:: MATERIAL FOR THE TASK ::
-- -- --

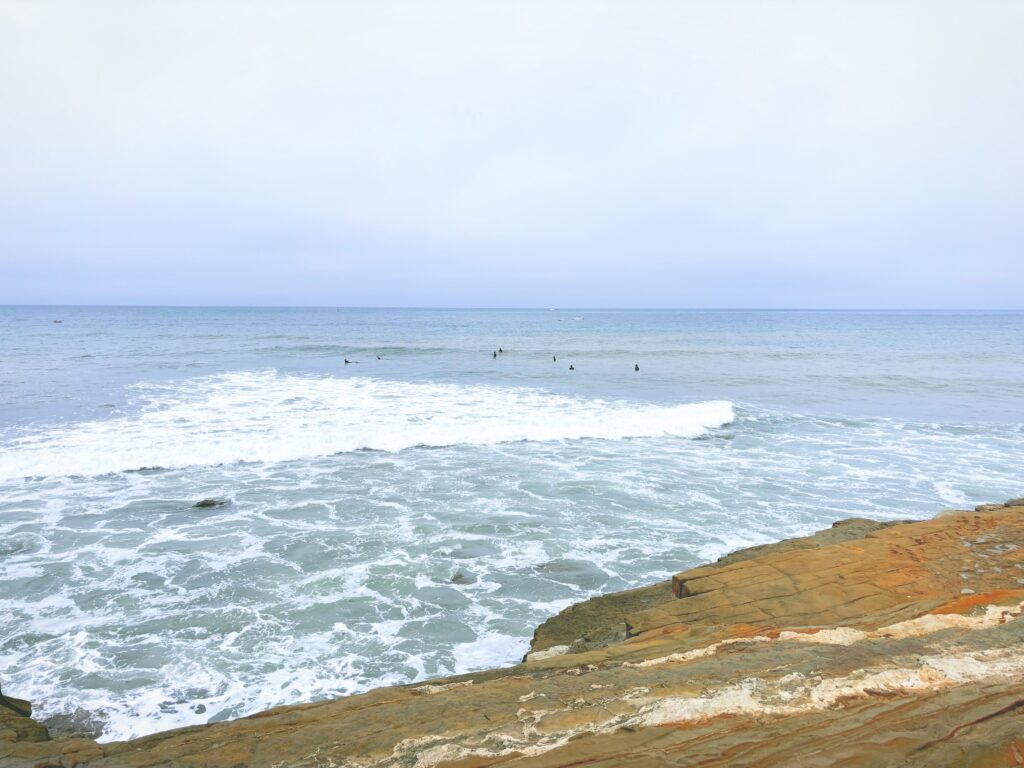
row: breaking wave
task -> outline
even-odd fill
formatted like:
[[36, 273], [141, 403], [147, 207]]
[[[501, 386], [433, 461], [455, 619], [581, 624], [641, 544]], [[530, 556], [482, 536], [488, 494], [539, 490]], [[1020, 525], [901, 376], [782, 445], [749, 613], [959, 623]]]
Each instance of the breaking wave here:
[[727, 401], [665, 405], [276, 371], [139, 384], [133, 400], [131, 415], [9, 436], [0, 479], [278, 462], [361, 449], [692, 438], [734, 418]]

-- -- --

:: EXERCISE GOAL ::
This exercise needs every entry retyped exactly, with the pictures removed.

:: YOUR RESPONSE ::
row: breaking wave
task -> outline
even-odd fill
formatted like:
[[36, 273], [141, 403], [147, 207]]
[[[501, 386], [433, 461], [455, 619], [581, 624], [641, 544]], [[530, 556], [482, 536], [488, 494], [539, 490]], [[1020, 525], [901, 376], [782, 445], [749, 613], [959, 623]]]
Each instance of the breaking wave here:
[[727, 401], [665, 405], [276, 371], [139, 384], [133, 400], [131, 415], [9, 436], [0, 479], [278, 462], [361, 449], [692, 438], [734, 418]]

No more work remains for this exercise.